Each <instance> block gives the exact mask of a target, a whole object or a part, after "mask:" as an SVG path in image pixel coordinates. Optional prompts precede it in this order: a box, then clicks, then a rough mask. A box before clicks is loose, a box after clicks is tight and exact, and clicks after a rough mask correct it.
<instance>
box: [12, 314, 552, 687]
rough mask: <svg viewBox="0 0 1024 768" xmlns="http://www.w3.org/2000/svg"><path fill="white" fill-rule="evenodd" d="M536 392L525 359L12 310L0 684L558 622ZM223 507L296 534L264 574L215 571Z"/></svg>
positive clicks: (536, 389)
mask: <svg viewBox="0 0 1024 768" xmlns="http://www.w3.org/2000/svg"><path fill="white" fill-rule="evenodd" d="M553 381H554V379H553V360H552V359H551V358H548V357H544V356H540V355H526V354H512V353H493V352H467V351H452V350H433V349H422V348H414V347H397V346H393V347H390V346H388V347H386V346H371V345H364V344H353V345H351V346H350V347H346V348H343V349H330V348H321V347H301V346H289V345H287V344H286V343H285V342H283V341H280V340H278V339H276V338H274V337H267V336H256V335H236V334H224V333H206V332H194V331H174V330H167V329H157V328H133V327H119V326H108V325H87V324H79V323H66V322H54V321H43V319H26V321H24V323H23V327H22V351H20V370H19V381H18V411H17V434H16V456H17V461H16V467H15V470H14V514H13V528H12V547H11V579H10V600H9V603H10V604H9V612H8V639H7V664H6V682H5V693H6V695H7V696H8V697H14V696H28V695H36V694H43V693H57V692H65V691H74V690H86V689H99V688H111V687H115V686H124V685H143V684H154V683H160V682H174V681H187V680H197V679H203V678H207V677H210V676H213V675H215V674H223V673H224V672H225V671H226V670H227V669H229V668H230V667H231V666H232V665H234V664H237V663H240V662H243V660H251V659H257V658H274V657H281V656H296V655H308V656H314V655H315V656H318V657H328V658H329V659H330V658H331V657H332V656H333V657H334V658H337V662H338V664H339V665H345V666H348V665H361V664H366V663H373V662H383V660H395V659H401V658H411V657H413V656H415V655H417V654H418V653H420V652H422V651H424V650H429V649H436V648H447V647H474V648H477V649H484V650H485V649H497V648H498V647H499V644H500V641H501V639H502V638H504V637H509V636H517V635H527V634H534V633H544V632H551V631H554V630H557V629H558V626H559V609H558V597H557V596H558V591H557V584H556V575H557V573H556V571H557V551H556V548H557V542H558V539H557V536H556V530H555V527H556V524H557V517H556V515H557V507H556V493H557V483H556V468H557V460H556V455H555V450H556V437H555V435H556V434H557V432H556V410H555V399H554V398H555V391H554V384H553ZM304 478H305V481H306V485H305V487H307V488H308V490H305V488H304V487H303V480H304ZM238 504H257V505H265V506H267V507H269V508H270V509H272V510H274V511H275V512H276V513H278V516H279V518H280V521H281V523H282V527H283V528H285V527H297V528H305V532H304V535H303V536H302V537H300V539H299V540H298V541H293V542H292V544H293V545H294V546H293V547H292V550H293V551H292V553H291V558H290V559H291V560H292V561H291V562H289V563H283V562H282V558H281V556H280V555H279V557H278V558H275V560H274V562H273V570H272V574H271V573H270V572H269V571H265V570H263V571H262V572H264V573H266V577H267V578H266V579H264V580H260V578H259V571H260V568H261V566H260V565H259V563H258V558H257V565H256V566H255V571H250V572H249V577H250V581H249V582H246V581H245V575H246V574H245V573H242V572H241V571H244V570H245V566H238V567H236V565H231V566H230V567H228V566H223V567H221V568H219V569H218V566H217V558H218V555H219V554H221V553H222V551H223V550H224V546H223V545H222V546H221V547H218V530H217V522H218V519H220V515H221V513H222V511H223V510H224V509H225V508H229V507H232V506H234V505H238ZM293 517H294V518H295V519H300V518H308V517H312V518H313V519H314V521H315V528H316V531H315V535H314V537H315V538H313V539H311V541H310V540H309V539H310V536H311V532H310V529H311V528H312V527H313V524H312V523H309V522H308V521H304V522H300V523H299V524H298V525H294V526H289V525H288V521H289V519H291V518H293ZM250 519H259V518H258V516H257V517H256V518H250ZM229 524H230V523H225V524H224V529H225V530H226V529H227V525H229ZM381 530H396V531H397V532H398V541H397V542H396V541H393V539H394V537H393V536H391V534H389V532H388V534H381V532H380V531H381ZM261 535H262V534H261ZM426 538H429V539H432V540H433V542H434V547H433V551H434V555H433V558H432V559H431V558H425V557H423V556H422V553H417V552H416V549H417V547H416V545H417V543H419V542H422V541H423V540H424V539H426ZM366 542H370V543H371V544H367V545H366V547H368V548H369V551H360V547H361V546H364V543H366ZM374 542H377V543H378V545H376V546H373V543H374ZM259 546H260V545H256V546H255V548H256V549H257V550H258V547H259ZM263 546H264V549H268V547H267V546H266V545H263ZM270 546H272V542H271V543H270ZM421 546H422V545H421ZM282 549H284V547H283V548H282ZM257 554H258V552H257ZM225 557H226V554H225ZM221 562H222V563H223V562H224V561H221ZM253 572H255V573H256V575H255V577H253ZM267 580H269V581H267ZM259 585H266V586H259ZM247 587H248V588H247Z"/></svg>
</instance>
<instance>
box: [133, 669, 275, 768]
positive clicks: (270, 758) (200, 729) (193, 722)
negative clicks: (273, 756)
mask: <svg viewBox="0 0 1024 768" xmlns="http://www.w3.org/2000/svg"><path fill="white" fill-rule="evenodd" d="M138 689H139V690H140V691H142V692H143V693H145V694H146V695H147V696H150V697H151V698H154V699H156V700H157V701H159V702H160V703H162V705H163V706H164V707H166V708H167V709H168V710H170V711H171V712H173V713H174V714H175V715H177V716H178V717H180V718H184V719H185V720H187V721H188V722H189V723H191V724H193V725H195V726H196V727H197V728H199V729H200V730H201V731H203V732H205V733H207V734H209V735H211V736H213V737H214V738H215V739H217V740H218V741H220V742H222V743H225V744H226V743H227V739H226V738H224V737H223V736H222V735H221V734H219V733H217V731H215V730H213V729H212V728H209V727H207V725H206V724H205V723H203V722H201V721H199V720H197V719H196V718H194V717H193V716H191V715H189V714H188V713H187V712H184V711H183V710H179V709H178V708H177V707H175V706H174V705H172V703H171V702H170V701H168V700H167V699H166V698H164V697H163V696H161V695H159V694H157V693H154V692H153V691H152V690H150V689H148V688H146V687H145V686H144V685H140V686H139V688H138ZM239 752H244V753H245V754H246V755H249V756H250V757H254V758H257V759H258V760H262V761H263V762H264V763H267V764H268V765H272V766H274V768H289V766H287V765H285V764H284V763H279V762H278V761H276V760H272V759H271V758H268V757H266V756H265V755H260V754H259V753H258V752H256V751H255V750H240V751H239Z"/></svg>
======
Problem to work on
Rewrite all of the lines above, changing each occurrence of "rough mask" to "coarse mask" and keeping everything else the same.

Output of the task
Each <instance> block gives the exact mask of a target, a whole object or a part, after "mask:" as an SVG path in image pixel coordinates. Optional prompts precede it in this order: a box, then clicks, then a coarse mask. A box before clicks is loose, a box after clicks is tight and exact, and clicks after a coarse mask correct it.
<instance>
box: [12, 314, 552, 687]
coarse mask: <svg viewBox="0 0 1024 768" xmlns="http://www.w3.org/2000/svg"><path fill="white" fill-rule="evenodd" d="M536 392L525 359L12 310L0 684L558 622ZM223 507L296 534L264 574L215 571Z"/></svg>
positive clicks: (536, 389)
mask: <svg viewBox="0 0 1024 768" xmlns="http://www.w3.org/2000/svg"><path fill="white" fill-rule="evenodd" d="M553 381H554V379H553V360H552V359H551V358H548V357H544V356H540V355H526V354H512V353H493V352H467V351H452V350H433V349H422V348H414V347H397V346H393V347H390V346H388V347H386V346H371V345H364V344H353V345H351V346H350V347H346V348H343V349H330V348H321V347H301V346H289V345H287V344H286V343H285V342H283V341H280V340H278V339H276V338H274V337H267V336H256V335H236V334H224V333H206V332H194V331H174V330H167V329H157V328H133V327H119V326H108V325H87V324H79V323H66V322H54V321H43V319H26V321H24V323H23V327H22V351H20V370H19V381H18V411H17V434H16V456H17V461H16V467H15V470H14V514H13V528H12V547H11V579H10V600H9V603H10V604H9V612H8V639H7V664H6V682H5V693H6V695H7V696H8V697H14V696H28V695H36V694H43V693H57V692H65V691H74V690H86V689H99V688H111V687H115V686H124V685H143V684H154V683H160V682H174V681H187V680H197V679H203V678H207V677H210V676H213V675H215V674H223V673H224V672H225V671H226V670H227V669H229V668H230V667H231V666H232V665H234V664H237V663H240V662H243V660H251V659H257V658H274V657H281V656H296V655H308V656H314V655H315V656H318V657H328V658H329V659H330V658H331V657H332V656H333V657H334V658H337V662H338V664H339V665H345V666H348V665H361V664H366V663H373V662H383V660H395V659H401V658H411V657H413V656H415V655H417V654H418V653H420V652H422V651H424V650H429V649H436V648H447V647H474V648H477V649H484V650H485V649H497V648H498V647H499V644H500V641H501V639H502V638H504V637H509V636H517V635H527V634H534V633H544V632H551V631H554V630H557V629H558V626H559V609H558V597H557V596H558V591H557V584H556V575H557V573H556V571H557V551H556V548H557V542H558V539H557V536H556V530H555V527H556V524H557V517H556V515H557V507H556V493H557V483H556V468H557V460H556V455H555V450H556V437H555V435H556V434H557V432H556V410H555V399H554V398H555V391H554V384H553ZM304 478H305V481H306V485H305V487H307V488H308V490H305V488H304V487H303V480H304ZM238 504H257V505H265V506H267V507H269V508H270V509H272V510H274V511H275V512H276V513H278V516H279V518H280V521H281V523H282V527H283V528H285V527H297V528H305V532H304V535H303V536H302V537H300V539H299V540H298V541H293V542H292V544H293V545H294V546H293V547H292V550H293V551H292V553H291V558H290V559H291V560H292V561H291V562H289V563H283V562H282V558H281V556H280V555H279V557H278V558H275V560H274V562H273V570H272V574H271V573H270V572H269V571H265V570H263V571H262V572H264V573H266V577H267V578H266V579H264V580H260V578H259V571H260V568H261V566H260V565H259V563H258V558H257V565H256V566H255V571H250V572H249V577H250V581H249V582H246V581H245V575H246V574H245V573H242V572H241V571H244V570H245V566H238V567H236V565H231V566H230V567H228V566H223V567H221V568H219V569H218V566H217V558H218V555H219V554H221V553H222V551H223V550H224V546H223V545H222V546H221V547H218V530H217V522H218V519H220V515H221V513H222V511H223V510H224V509H225V508H229V507H232V506H234V505H238ZM293 517H294V518H295V519H300V518H308V517H312V518H313V519H314V521H315V528H316V531H315V535H314V537H315V538H313V539H311V541H310V540H309V539H310V536H311V532H310V529H311V528H312V527H313V524H312V523H309V522H308V521H304V522H300V523H299V524H298V525H294V526H289V525H288V521H289V519H291V518H293ZM250 519H259V518H258V516H257V517H256V518H250ZM229 524H230V523H225V524H224V529H225V530H226V529H227V525H229ZM381 530H396V531H397V532H398V541H397V542H396V541H393V539H394V537H393V536H391V534H389V532H388V534H381V532H380V531H381ZM261 535H262V534H261ZM426 538H429V539H432V540H433V542H434V547H433V551H434V555H433V558H432V559H431V558H425V557H423V556H422V553H417V552H416V549H417V547H416V545H417V543H419V542H422V541H423V540H424V539H426ZM366 542H370V543H371V544H367V545H366V547H368V548H369V551H360V547H361V546H364V543H366ZM374 542H377V543H378V545H376V546H373V543H374ZM259 546H260V545H256V546H255V548H256V549H257V550H258V547H259ZM263 546H264V549H268V547H267V546H266V545H263ZM270 546H272V542H271V543H270ZM421 546H422V545H421ZM282 549H284V547H283V548H282ZM257 554H258V552H257ZM225 557H226V554H225ZM221 562H222V563H223V562H224V561H221ZM253 572H255V573H256V575H255V577H253ZM267 580H269V581H267ZM259 585H266V586H259ZM247 587H248V588H247Z"/></svg>
</instance>
<instance>
box: [133, 669, 275, 768]
positive clicks: (270, 758) (200, 729) (193, 722)
negative clicks: (273, 756)
mask: <svg viewBox="0 0 1024 768" xmlns="http://www.w3.org/2000/svg"><path fill="white" fill-rule="evenodd" d="M138 689H139V690H140V691H142V692H143V693H145V694H146V695H147V696H150V697H151V698H154V699H156V700H157V701H159V702H160V703H162V705H163V706H164V707H166V708H167V709H168V710H170V711H171V712H173V713H174V714H175V715H177V716H178V717H180V718H184V719H185V720H187V721H188V722H189V723H191V724H193V725H195V726H196V727H197V728H199V729H200V730H201V731H203V732H205V733H207V734H209V735H211V736H213V737H214V738H215V739H217V740H218V741H220V742H222V743H225V744H226V743H227V739H226V738H224V737H223V736H222V735H221V734H219V733H217V731H215V730H213V729H212V728H209V727H207V725H206V724H205V723H203V722H201V721H199V720H197V719H196V718H194V717H193V716H191V715H189V714H188V713H187V712H184V711H183V710H179V709H178V708H177V707H175V706H174V705H172V703H171V702H170V701H168V700H167V699H166V698H164V697H163V696H161V695H159V694H157V693H154V692H153V691H152V690H150V689H148V688H146V687H145V686H144V685H140V686H139V688H138ZM239 752H244V753H245V754H246V755H249V756H250V757H254V758H257V759H258V760H262V761H263V762H264V763H267V764H268V765H272V766H274V768H289V766H287V765H285V764H284V763H279V762H278V761H276V760H272V759H271V758H268V757H266V756H265V755H260V754H259V753H258V752H256V751H255V750H240V751H239Z"/></svg>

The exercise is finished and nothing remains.